• _Materials provided_
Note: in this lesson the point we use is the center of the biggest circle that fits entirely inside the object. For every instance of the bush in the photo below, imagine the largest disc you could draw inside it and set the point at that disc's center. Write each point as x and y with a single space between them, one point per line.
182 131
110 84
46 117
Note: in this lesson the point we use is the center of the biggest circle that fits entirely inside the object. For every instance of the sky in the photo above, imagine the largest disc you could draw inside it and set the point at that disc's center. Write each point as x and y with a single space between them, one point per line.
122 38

---

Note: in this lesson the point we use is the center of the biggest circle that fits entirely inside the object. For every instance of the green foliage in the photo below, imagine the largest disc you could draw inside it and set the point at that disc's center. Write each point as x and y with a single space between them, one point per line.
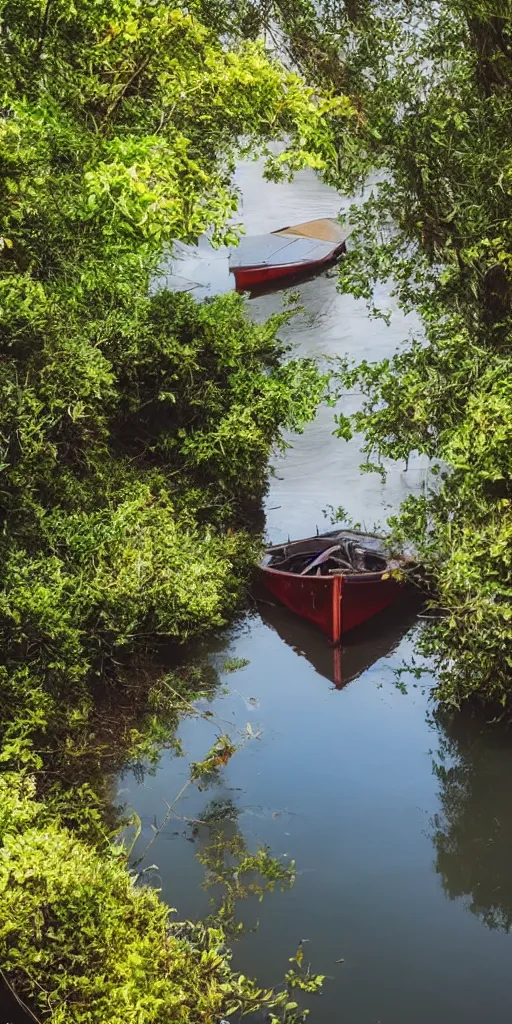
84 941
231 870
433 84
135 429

• _Task prompt_
Please collect every line of the entries above that contains the word 'single', and copy each such line in full.

• _Output below_
Note: in this lesson the point we use is the center of the biggest circle that fits entirely inside the object. For every instance of the bush in the photo below, imagine the largest disc you could draw inside it and set the point at that disc's center. Write each point as x and y with a single space between them, one point per line.
Note: in this lesson the point we use is the center of the biggest circle that fits entirely inside the object. For every instance of the sky in the photo above, imagine the largest disc you could draw inside it and set the point at that disc's center. Write each point as x and y with a single space between them, one point per line.
Note: in this lesson the point we use is the center of the biggest circle that fits entirely inside the object. For every instance of the green foliage in the photo below, imagine the largest disc you could draw inside it and set the point at that disc's center. Write each point as x and y with a single space between them, one point per line.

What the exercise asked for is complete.